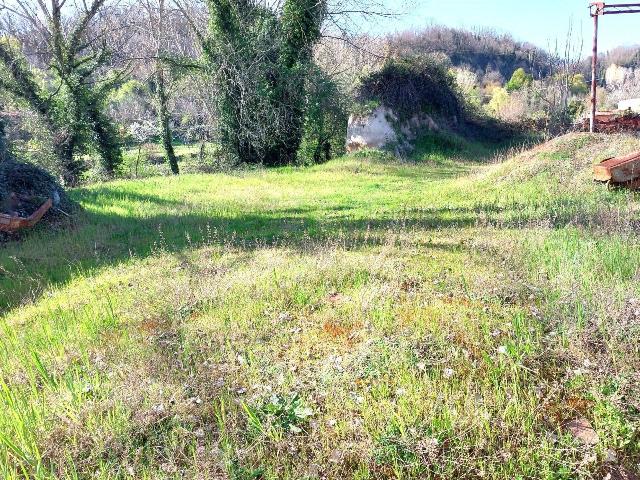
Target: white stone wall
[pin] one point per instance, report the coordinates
(372, 131)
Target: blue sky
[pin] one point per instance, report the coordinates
(541, 22)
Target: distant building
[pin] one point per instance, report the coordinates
(632, 104)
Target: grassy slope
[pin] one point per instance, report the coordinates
(359, 319)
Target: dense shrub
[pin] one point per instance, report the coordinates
(519, 80)
(412, 85)
(482, 51)
(325, 121)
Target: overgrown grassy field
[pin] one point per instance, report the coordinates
(363, 319)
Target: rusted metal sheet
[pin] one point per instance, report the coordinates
(612, 122)
(12, 223)
(618, 170)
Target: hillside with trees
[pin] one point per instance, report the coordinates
(244, 240)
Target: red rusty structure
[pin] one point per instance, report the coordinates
(12, 223)
(597, 10)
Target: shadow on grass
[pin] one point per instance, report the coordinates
(95, 240)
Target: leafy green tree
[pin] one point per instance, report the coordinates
(17, 79)
(261, 62)
(578, 85)
(325, 120)
(519, 80)
(4, 149)
(73, 105)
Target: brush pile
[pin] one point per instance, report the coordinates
(24, 187)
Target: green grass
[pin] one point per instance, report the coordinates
(366, 318)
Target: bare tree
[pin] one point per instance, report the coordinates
(156, 22)
(70, 38)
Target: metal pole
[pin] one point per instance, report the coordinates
(594, 72)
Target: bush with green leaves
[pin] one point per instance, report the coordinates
(412, 85)
(261, 60)
(519, 80)
(325, 121)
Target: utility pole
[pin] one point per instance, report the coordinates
(597, 9)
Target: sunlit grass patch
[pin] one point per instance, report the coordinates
(362, 319)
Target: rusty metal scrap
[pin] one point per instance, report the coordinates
(622, 171)
(13, 223)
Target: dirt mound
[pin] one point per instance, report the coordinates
(567, 160)
(25, 187)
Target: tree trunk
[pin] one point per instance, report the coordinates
(163, 120)
(4, 150)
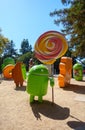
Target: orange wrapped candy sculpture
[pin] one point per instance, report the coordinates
(65, 68)
(19, 74)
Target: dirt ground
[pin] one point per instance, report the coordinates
(66, 113)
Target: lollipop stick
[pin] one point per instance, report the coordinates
(52, 87)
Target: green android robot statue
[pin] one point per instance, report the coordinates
(37, 83)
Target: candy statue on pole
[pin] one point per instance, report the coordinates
(49, 46)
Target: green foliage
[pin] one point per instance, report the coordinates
(73, 21)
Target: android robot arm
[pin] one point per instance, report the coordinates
(51, 81)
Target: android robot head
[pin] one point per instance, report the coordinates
(37, 84)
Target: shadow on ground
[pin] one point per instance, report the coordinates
(21, 88)
(49, 110)
(76, 125)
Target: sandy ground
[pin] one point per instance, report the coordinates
(67, 112)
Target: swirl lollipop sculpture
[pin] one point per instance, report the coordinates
(50, 46)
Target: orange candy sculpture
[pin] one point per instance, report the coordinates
(65, 68)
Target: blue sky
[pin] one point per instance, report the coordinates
(27, 19)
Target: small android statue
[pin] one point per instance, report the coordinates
(37, 83)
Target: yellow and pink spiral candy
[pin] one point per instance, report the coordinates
(50, 46)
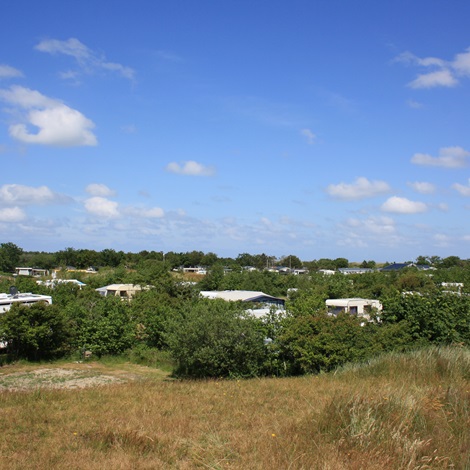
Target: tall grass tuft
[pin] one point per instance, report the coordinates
(400, 411)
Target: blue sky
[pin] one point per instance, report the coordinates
(315, 128)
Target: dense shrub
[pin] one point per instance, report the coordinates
(36, 332)
(214, 338)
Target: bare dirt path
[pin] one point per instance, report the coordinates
(72, 375)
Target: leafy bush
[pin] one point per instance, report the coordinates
(214, 338)
(35, 332)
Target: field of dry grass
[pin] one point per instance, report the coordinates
(399, 412)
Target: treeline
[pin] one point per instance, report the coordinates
(12, 256)
(213, 338)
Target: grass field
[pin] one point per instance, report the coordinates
(409, 411)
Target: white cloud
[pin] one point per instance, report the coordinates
(152, 213)
(401, 205)
(449, 157)
(12, 214)
(441, 239)
(14, 194)
(7, 71)
(88, 60)
(462, 189)
(443, 74)
(96, 189)
(309, 135)
(102, 207)
(434, 79)
(422, 187)
(191, 168)
(373, 225)
(58, 124)
(360, 189)
(462, 63)
(414, 104)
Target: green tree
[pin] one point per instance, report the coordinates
(10, 255)
(316, 343)
(215, 338)
(35, 332)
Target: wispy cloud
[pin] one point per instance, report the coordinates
(96, 189)
(449, 157)
(462, 189)
(309, 135)
(102, 207)
(441, 73)
(9, 72)
(58, 124)
(88, 60)
(11, 215)
(362, 188)
(17, 194)
(190, 168)
(401, 205)
(422, 187)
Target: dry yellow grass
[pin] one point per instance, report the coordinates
(406, 412)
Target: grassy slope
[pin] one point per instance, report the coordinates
(400, 411)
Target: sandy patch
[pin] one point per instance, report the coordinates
(56, 378)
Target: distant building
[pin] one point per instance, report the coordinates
(244, 296)
(124, 291)
(400, 266)
(262, 304)
(355, 306)
(327, 272)
(34, 272)
(7, 300)
(355, 270)
(54, 282)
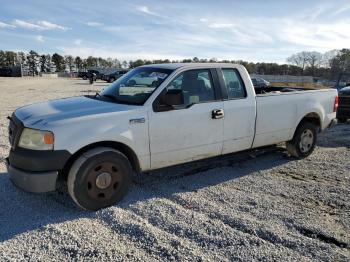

- Exercise directions -
Gather up every line in the data above that contains the word "with", copying each one.

- Expected output -
Target: hillside with trees
Target: bush with green leaves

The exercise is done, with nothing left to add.